• _Given exercise 1_: In the passage on administrative appeal citations, how long does a prospective appellant have to serve the agency with a copy of the appeal?
• _Given exercise 2_: Quote the section of the passage on administrative appeal citations starting with "The right to" and going on through "1990, Clark, J.).".

• _Document segment_:
○ ○ ○
Conn. Gen. Stat. 4-183 (c), as amended by Conn. Pub. Acts No. 88-317 (1988), requires, inter alia, that a prospective appellant serve the agency with a copy of the appeal within forty-five days after the mailing or personal service of the agency's decision.

The right to appeal agency decisions is statutory, Farricelli v. Personnel Appeal Board, 186 Conn. 198, 201 (1982); and must be exercised in strict compliance with the statute that created it. Chestnut Realty, Inc., v. CHRO, 201 Conn. 350, 356 (1986); see also United Technologies v. CHRO, 2 CLTR 548, 549 (October 26, 1990, Clark, J.).

A defective citation affects the court's jurisdiction. Village Creek Homeowners Ass'n. v. PUC, 148 Conn. 336 (1961). "The citation is . . . the important legal fact upon which judgment rests. A proper citation is essential to the validity of the appeal and the jurisdiction of the court." Id. at 339. Lack of a citation renders the administrative appeal fatally defective. Chestnut Realty, Inc. v. CHRO, 201 Conn. 350, 356 (1986); see also McQuillan v. Dept. of Liquor Control, 216 Conn. 667, 670 (1990). Failure to comply with, the citation requirement warrants dismissal. DelVecchio v. Dept. of Income Maintenance, 18 Conn. App. 13, 15 (1989); see also Senie v. Carothers, 22 Conn. App. 253, 254 (1990) (appeal dismissed for failure to annex citation to complaint).

The plaintiff has offered no support for the proposition that Conn. Pub. Acts No. 88-317, effective July 1, 1989, eliminated the citation requirement by changing the word "petition" to "appeal." In his memorandum in opposition, the plaintiff maintains that "petition" indicates an independent proceeding, whereas "appeal" connotes a dependent, or continuing matter. It is found, however, that Conn. Gen. Stat. 4-183, both before and after amendment, provided a mechanism for parties to appeal agency decisions. Therefore, regardless of the term used, the proceeding created by the statute was and continues to be an administrative appeal.

Furthermore, adequate notice to the Board does not obviate the citation requirement. In Shapiro v. Carothers, 23 Conn. App. 188, 191 (1990), the court concluded that a proper citation "is not synonymous with notice." Therefore, the plaintiff's argument regarding notice as the purpose of citation is misplaced because this appeal falls under the purview of the USAPA, which requires strict compliance with its provisions. See, e.g., Chestnut Realty, 201 Conn. at 356.
○ ○ ○
• _Collected data_:
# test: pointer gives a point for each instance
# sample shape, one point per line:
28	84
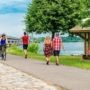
○ ○ ○
• _Complete response 1_: Forty-five days after the mailing or personal service of the agency's decision.

• _Complete response 2_:
The right to appeal agency decisions is statutory, Farricelli v. Personnel Appeal Board, 186 Conn. 198, 201 (1982); and must be exercised in strict compliance with the statute that created it. Chestnut Realty, Inc., v. CHRO, 201 Conn. 350, 356 (1986); see also United Technologies v. CHRO, 2 CLTR 548, 549 (October 26, 1990, Clark, J.).